PROMPT: Convert the entries below into a two-column CSV with the headers instruction and output. Give one row per entry, with its text and its answer each in a single quoted field and line breaks replaced by spaces, and leave the pictures out.

TASK MATERIAL:
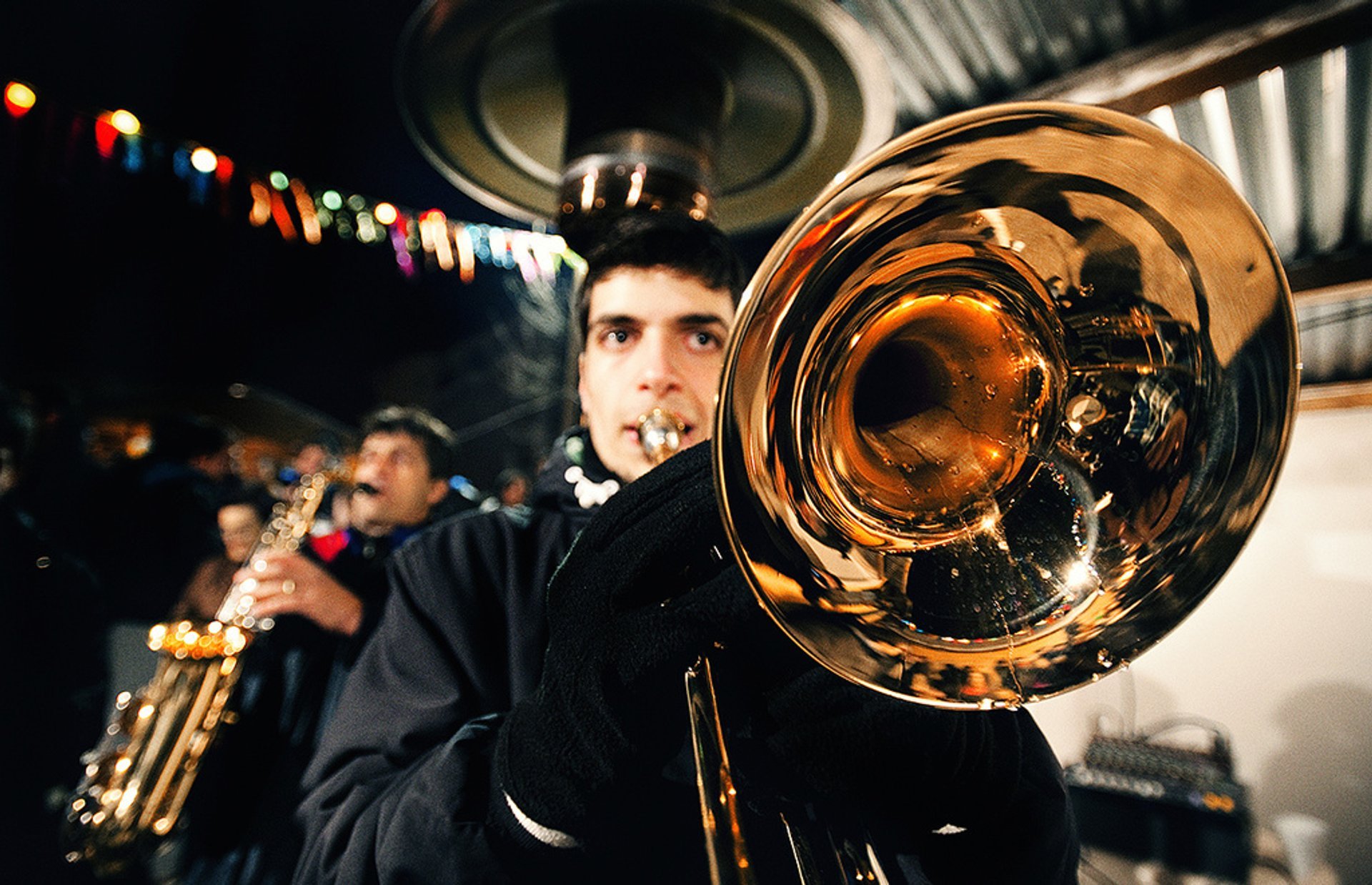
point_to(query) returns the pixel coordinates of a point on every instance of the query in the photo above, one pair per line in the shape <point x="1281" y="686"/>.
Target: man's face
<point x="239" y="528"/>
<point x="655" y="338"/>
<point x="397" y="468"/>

THE COMPLETED TASK:
instruction,output
"point_to(query) returns the pixel coordinates of a point on every instance of the query in the photo above, one pair per line in the shape <point x=""1281"" y=""686""/>. Target: man's face","<point x=""239"" y=""528""/> <point x=""655"" y=""338""/> <point x=""397"" y=""468""/>"